Je témoigne de ce que je sais et de ce que je crois être vrai. Comme ce témoignage s’apparente à une réflexion personnelle, il s’expose, à ce titre, à l’exercice de la critique et de la controverse. J’appartiens entièrement à cette génération qui, de vieillesse naturelle et de désenchantement politique, se meure un peu plus chaque jour. Elle a vécu et connu les trois dernières périodes importantes de l’histoire contemporaine de l’Algérie : la période coloniale, celle de la guerre de Libération, et celle actuelle, de la souveraineté nationale recouvrée.
Ce que signifiait l’Indépendance pour notre génération
Les Algériens de ma génération et celle qui l’ont précédée gardent, à n’en point douter, une mémoire vivace des rêves fantastiques à chaque fois ravivés à la seule évocation du mot Indépendance. Elle signifiait pour nous : fraternité, égalité, justice, dignité et solidarité sociale ; elle symbolisait toutes ces nobles valeurs, que bafouait cyniquement et brutalement l’ignoble pouvoir colonial en place. Ceux qui le veulent se souviennent aussi que nos aînés, militants éclairés du Mouvement national, ne concevaient pas l’indépendance comme une simple fin en soi, une rupture d’avec le système colonial, sans autre ambition politique et morale de lui substituer un projet de société répondant aux aspirations profondes et légitimes du peuple algérien. Pour l’ensemble des hommes engagés dans la lutte anticolonialiste, le triomphe devait inaugurer le commencement d’une ère nouvelle : celle d’un renouveau national, celle de l’édification d’une société citoyenne, morale et solidaire, apte à promouvoir et à garantir les droits fondamentaux et le respect de la personne humaine et à œuvrer pour le progrès et la prospérité partagée entre toutes les couches sociales de la nation. Tous les Algériens de ma génération ont en mémoire cette profession de foi, laquelle constituait l’essentiel des déclarations des principes idéologiques et figurait explicitement dans les documents fondateurs du Mouvement nationaliste algérien. «Etre indépendants quitte à se nourrir d’herbe» n’était qu’une métaphore destinée à braver le mauvais sort et à élever le combat au diapason de l’idéal de dignité transcendant les revendications prosaïques.

....................

== Série de consignes ==
**A)** Veuillez recopier fidèlement le passage de l'extrait sur l'indépendance de l'Algérie compris entre « Je témoigne de » et « souveraineté nationale recouvrée. », bornes incluses.
**B)** D'après l'extrait sur l'indépendance de l'Algérie, que signifiait l'Indépendance pour la génération qui témoigne ?

....................

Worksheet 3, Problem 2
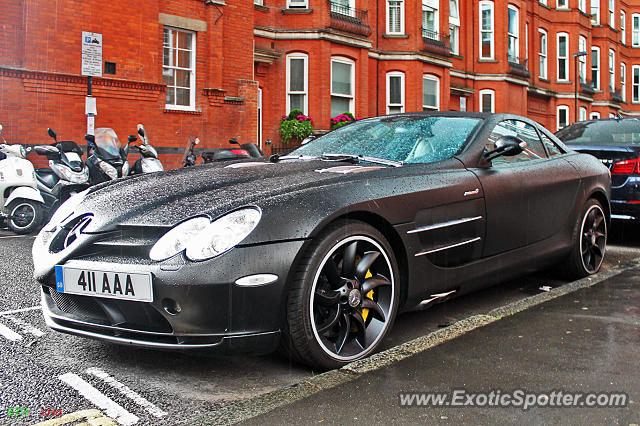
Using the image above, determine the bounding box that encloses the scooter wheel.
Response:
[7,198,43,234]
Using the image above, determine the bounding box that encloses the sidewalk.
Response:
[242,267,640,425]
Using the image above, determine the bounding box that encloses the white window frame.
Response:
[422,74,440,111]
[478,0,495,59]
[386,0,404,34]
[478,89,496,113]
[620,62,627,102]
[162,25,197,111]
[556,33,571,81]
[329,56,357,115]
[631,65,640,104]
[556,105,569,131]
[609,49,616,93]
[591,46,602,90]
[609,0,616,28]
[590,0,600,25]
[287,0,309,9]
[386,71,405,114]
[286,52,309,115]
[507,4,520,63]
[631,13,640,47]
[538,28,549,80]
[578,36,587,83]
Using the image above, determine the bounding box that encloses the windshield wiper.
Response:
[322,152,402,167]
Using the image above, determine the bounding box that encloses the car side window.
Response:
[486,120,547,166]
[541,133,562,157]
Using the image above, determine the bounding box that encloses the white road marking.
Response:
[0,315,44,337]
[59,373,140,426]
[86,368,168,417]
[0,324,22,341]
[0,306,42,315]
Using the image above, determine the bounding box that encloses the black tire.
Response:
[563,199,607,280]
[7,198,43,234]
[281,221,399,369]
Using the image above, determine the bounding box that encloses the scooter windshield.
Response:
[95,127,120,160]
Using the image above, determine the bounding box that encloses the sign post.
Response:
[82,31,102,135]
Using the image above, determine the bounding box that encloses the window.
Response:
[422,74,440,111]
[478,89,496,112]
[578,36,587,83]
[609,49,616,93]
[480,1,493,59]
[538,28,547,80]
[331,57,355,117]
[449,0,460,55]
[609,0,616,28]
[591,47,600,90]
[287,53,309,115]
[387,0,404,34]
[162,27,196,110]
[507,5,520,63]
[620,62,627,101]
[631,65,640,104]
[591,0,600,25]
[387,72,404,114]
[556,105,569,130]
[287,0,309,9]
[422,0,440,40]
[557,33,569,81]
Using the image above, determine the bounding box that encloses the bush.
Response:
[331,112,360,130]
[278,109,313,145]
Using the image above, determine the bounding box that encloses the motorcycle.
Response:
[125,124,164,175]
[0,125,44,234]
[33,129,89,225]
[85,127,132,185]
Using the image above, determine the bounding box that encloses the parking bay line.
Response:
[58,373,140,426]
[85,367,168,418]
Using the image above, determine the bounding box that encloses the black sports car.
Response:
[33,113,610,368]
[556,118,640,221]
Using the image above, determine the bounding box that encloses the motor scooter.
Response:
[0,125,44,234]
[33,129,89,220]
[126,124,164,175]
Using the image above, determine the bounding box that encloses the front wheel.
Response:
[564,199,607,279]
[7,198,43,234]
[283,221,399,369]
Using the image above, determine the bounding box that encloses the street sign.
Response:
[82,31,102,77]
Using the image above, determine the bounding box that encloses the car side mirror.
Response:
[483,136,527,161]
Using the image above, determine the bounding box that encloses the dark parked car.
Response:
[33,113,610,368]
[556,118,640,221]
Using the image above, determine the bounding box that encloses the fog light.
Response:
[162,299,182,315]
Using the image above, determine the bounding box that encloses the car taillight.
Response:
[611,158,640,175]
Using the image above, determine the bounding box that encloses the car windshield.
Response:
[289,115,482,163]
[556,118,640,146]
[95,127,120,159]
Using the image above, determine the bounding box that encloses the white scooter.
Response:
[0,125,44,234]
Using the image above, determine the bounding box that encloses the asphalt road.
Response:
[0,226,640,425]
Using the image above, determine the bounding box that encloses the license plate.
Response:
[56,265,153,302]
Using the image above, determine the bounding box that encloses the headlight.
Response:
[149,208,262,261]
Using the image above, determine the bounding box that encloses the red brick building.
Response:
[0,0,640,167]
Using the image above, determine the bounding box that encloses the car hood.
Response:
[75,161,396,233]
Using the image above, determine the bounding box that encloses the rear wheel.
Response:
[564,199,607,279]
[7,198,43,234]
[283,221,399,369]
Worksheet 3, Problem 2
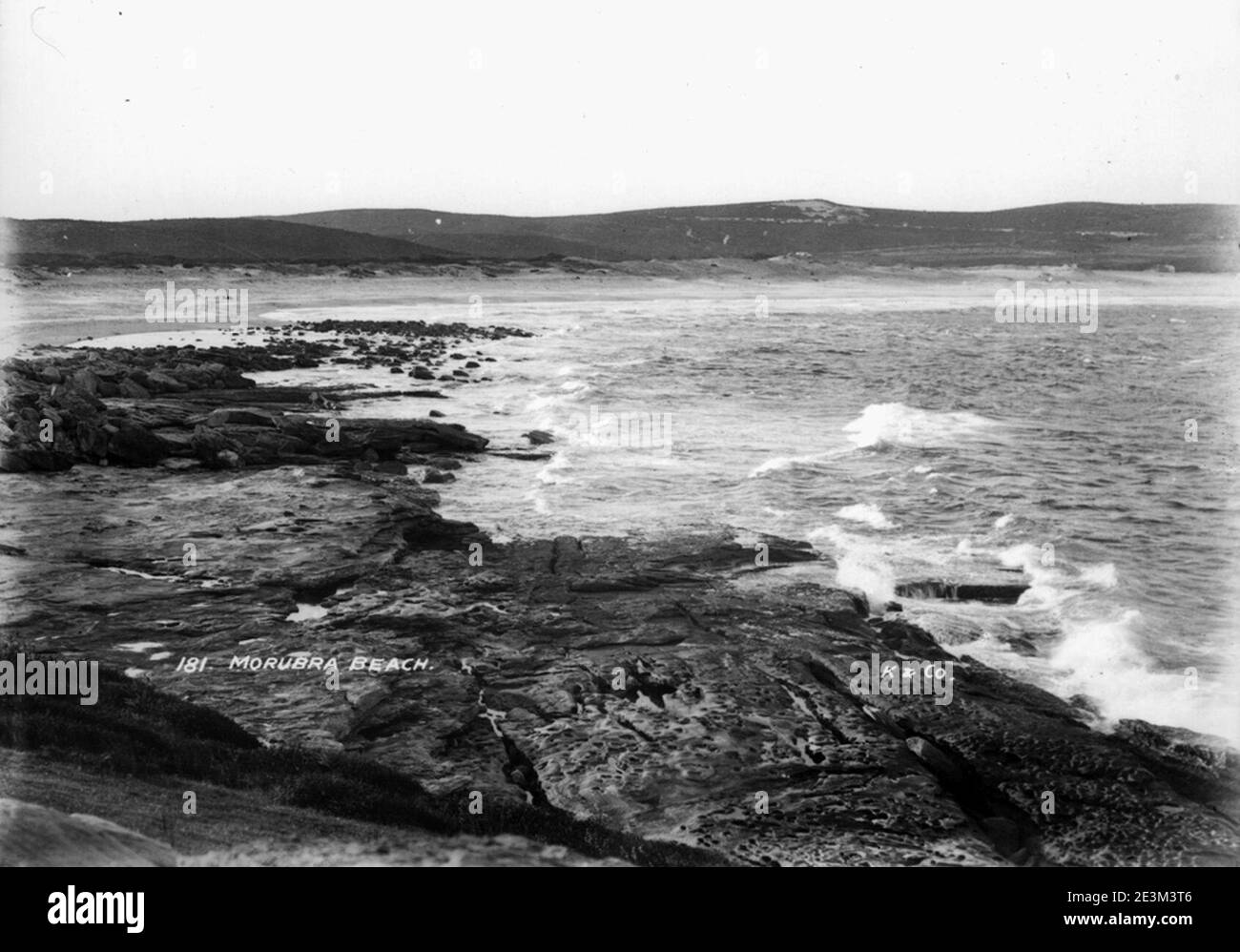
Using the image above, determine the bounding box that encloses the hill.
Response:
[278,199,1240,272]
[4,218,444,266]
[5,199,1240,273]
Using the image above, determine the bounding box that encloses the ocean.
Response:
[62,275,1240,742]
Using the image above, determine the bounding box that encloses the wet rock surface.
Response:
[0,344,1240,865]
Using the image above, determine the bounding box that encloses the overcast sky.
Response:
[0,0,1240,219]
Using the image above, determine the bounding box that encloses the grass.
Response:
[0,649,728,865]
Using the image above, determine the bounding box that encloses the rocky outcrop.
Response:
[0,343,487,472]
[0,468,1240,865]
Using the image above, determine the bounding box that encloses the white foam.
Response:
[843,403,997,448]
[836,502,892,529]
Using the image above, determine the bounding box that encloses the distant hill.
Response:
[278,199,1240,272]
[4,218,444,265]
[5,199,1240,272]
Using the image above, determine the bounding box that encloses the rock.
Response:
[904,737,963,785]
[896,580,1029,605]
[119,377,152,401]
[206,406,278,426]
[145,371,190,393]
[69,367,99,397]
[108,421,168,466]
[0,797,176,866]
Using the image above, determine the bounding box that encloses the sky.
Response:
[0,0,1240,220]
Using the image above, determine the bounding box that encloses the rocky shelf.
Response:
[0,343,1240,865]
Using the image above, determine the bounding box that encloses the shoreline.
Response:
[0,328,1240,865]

....................

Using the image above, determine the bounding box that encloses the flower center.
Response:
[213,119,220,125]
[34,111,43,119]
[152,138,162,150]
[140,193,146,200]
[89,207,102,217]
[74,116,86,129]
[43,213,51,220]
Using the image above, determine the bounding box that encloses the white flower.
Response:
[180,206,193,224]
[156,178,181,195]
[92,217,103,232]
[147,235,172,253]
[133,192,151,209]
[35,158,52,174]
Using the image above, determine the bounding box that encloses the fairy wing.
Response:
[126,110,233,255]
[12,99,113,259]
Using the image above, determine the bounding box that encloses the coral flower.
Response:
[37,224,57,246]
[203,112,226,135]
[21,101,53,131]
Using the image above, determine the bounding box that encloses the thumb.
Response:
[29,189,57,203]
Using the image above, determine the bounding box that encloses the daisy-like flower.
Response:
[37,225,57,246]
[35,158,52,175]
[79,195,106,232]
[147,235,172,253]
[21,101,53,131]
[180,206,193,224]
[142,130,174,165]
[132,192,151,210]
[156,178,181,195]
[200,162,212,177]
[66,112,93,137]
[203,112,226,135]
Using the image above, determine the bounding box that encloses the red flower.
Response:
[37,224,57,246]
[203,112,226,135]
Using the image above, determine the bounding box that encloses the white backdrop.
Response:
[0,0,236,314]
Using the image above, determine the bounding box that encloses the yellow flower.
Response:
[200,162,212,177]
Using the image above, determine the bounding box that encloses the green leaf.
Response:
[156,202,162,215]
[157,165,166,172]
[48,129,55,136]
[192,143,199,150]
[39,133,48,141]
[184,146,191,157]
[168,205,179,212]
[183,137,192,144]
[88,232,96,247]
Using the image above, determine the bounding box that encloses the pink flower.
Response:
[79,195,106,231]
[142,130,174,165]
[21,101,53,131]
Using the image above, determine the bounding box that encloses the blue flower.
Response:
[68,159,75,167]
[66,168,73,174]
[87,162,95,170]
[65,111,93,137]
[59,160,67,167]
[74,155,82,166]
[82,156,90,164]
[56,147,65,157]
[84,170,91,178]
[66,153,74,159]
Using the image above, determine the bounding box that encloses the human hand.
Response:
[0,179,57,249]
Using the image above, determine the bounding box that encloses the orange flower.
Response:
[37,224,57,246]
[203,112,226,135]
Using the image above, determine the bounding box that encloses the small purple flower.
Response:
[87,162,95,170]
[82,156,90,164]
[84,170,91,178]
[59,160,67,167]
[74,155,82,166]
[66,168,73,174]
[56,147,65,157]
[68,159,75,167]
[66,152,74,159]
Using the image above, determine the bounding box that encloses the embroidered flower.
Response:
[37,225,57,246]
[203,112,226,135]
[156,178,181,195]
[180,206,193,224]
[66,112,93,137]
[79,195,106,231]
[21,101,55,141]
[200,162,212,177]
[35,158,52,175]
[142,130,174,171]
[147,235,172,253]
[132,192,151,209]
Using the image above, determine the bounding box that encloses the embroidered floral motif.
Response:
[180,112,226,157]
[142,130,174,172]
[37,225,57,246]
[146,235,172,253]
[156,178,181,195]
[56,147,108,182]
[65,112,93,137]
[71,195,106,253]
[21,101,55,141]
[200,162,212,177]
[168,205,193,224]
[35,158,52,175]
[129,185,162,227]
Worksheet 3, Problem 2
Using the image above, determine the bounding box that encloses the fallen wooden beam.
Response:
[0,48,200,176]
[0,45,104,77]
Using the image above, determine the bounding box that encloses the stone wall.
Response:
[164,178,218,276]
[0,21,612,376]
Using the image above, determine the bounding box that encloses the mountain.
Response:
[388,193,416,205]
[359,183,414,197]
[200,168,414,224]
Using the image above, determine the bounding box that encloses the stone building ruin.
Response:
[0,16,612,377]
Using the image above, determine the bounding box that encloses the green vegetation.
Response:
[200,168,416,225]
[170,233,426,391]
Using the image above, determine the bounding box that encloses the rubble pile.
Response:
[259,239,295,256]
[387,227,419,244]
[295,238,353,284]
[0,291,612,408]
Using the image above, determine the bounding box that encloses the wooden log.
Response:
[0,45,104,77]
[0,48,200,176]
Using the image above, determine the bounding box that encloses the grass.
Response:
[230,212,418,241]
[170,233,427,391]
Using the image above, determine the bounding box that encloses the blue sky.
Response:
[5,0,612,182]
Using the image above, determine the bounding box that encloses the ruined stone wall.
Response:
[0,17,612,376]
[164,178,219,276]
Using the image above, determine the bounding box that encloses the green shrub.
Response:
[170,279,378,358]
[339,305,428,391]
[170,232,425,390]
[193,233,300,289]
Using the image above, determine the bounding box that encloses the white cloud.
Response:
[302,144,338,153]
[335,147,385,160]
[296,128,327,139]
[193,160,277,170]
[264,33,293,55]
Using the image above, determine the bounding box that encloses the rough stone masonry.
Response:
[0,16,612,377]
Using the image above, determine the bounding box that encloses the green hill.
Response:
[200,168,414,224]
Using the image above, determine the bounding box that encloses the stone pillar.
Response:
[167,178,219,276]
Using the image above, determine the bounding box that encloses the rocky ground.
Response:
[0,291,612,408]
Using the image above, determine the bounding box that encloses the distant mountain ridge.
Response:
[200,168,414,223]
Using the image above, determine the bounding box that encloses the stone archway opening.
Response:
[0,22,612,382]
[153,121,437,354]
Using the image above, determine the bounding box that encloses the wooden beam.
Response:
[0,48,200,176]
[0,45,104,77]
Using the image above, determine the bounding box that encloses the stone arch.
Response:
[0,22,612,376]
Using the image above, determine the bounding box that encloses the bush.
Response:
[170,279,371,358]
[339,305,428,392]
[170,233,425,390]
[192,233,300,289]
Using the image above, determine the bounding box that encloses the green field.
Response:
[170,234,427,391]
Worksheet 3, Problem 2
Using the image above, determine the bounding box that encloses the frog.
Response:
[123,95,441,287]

....................

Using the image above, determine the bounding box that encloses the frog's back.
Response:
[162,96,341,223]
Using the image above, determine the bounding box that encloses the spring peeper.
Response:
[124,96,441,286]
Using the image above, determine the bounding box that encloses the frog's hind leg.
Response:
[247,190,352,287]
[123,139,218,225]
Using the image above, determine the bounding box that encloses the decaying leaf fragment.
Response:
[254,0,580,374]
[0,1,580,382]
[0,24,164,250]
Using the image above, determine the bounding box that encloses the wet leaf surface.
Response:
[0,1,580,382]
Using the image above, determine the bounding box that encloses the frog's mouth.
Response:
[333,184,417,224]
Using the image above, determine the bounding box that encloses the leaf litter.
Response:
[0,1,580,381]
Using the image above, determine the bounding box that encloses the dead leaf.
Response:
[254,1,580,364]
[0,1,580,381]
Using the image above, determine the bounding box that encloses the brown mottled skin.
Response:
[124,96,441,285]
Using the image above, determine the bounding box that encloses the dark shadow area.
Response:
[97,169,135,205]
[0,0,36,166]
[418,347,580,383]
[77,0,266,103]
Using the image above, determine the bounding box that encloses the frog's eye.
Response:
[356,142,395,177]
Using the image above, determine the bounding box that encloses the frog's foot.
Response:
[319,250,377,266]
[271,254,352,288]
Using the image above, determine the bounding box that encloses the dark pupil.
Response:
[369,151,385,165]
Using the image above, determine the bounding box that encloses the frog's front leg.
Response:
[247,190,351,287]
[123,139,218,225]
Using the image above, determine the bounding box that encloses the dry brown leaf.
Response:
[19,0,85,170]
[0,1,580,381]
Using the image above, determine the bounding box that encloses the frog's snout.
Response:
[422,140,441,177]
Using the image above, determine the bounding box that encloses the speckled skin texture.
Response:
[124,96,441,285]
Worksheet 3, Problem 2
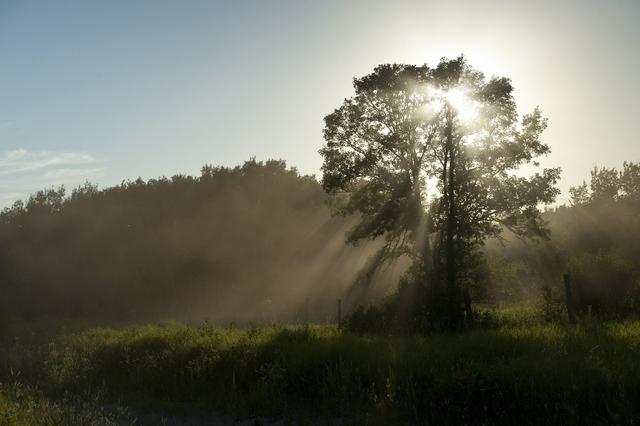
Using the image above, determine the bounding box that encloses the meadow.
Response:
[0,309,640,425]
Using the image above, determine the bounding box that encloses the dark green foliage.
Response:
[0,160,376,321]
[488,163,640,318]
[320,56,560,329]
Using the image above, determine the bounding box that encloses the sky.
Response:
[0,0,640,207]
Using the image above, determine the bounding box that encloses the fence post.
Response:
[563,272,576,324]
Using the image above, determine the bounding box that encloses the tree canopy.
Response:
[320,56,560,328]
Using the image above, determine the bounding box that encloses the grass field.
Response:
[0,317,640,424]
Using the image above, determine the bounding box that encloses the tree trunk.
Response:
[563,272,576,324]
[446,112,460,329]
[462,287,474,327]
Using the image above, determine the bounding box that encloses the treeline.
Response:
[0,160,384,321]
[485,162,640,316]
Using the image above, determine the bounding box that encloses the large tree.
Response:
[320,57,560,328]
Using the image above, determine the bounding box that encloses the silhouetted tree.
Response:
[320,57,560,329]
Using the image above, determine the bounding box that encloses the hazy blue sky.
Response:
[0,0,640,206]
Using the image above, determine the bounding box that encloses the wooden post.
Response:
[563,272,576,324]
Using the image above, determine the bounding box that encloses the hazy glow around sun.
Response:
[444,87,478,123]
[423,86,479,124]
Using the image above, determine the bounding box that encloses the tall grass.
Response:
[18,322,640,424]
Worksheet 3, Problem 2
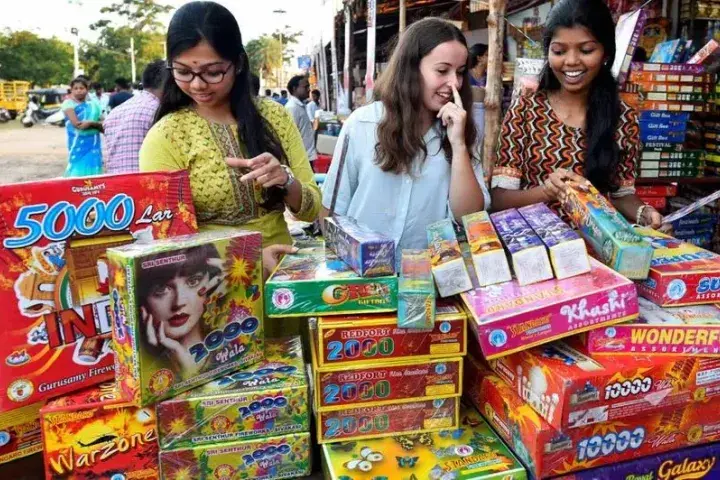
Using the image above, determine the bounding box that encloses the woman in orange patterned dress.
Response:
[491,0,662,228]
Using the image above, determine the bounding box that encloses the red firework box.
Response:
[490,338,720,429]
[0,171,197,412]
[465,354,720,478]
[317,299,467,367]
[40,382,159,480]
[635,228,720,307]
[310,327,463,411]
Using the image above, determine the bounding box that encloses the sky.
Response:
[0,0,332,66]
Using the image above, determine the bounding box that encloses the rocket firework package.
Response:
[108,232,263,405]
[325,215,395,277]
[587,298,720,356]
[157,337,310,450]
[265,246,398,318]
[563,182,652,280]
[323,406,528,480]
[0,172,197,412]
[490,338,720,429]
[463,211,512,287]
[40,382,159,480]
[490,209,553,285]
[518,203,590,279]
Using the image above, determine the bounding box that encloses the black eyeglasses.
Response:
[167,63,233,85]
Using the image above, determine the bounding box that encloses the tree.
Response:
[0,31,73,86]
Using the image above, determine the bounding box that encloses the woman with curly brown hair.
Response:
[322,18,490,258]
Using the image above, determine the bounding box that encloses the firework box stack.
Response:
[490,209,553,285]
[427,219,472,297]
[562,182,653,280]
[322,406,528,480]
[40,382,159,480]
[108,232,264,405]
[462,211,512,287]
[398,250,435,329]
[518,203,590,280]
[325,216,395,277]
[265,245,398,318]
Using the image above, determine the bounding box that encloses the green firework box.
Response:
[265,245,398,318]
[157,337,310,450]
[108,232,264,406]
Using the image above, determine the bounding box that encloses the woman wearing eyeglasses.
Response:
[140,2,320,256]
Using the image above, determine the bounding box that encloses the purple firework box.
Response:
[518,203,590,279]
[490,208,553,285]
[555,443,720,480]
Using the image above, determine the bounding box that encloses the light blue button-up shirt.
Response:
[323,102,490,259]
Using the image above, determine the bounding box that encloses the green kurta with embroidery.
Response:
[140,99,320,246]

....................

== Les réponses ==
**A)**
Je témoigne de ce que je sais et de ce que je crois être vrai. Comme ce témoignage s’apparente à une réflexion personnelle, il s’expose, à ce titre, à l’exercice de la critique et de la controverse. J’appartiens entièrement à cette génération qui, de vieillesse naturelle et de désenchantement politique, se meure un peu plus chaque jour. Elle a vécu et connu les trois dernières périodes importantes de l’histoire contemporaine de l’Algérie : la période coloniale, celle de la guerre de Libération, et celle actuelle, de la souveraineté nationale recouvrée.

**B)** Fraternité, égalité, justice, dignité et solidarité sociale.